## Extract to read
In 2020, retail sales of plant-based meat grew 45%, surpassing the $1 billion mark for the first time. Increasing awareness of companies like Beyond Meat and Impossible Foods, in addition to climate change and animal welfare concerns, nudged many Americans to give fake meat a shot.

The nature of the pandemic helped sales as well. Many consumers were facing meat shortages, had extra cash to spend, and were looking for something new to break up the day-to-day monotony.

But things have changed over the past year.

As of December, supermarket sales of refrigerated plant-based meat had fallen 14% vs. the prior year, according to the retail data company IRI. Orders of plant-based burgers at food service outlets were down 9% in November compared to 2019 levels.

## Work task 1
According to the text on plant-based meat sales, by what percentage did retail sales of plant-based meat grow in 2020?
## Work task 2
Please carry on the text about plant-based meat sales from its last sentence.

## Given information
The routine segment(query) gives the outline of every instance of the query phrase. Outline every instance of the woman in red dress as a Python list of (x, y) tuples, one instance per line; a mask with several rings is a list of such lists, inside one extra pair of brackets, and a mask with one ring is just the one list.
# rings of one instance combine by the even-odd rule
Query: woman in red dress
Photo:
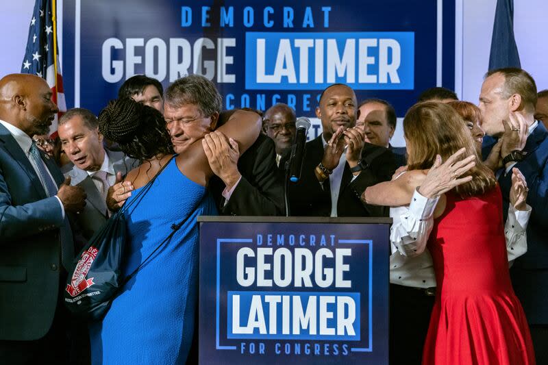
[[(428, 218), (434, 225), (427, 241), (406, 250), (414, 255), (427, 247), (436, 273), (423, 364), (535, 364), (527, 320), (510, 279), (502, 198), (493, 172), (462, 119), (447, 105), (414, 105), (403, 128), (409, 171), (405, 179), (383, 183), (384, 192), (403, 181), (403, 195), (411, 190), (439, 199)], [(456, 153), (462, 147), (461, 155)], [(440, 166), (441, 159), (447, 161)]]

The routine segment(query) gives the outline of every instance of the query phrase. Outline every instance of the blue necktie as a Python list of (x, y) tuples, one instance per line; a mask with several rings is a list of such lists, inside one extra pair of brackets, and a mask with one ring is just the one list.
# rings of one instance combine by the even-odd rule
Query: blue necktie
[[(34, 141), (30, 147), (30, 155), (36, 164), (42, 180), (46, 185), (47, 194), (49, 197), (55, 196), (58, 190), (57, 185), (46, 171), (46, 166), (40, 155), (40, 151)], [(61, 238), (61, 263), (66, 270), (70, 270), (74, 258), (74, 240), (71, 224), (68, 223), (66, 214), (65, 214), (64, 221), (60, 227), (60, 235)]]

==

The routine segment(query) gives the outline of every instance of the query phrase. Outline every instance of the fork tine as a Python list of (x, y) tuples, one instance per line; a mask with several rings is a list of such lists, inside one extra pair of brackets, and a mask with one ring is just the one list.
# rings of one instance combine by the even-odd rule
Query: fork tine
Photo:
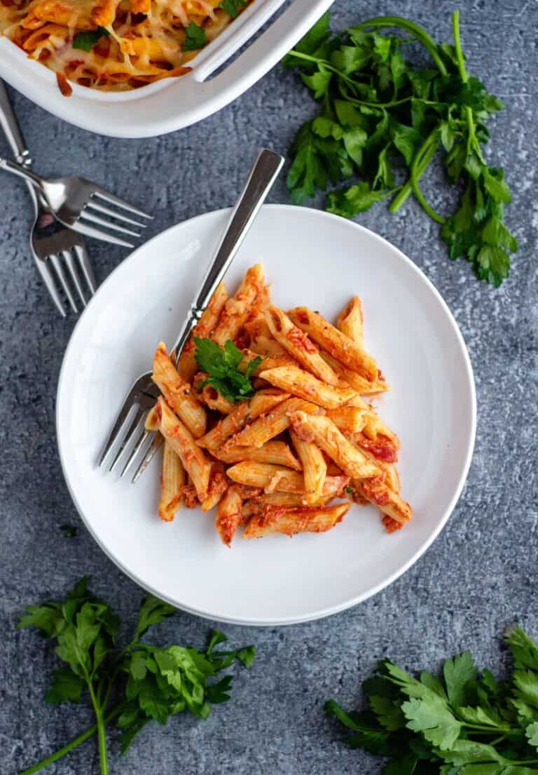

## Expected answer 1
45%

## Expected answer 2
The slowdown is among the reasons Beyond Meat — whose stock price has fallen nearly 75% in the last year — laid off 20% of its workforce in 2022. And after letting go of 6% of its employees last October, Impossible Foods is reportedly planning to shrink its headcount by an additional 20%.

If inflation was the only reason for the industry’s struggles, there’d be less cause for concern. Plant-based meat is still two- to four-times as expensive as traditional meat, according to the Good Food Institute, so it’s possible many fake meat fans have simply cut back temporarily to save money.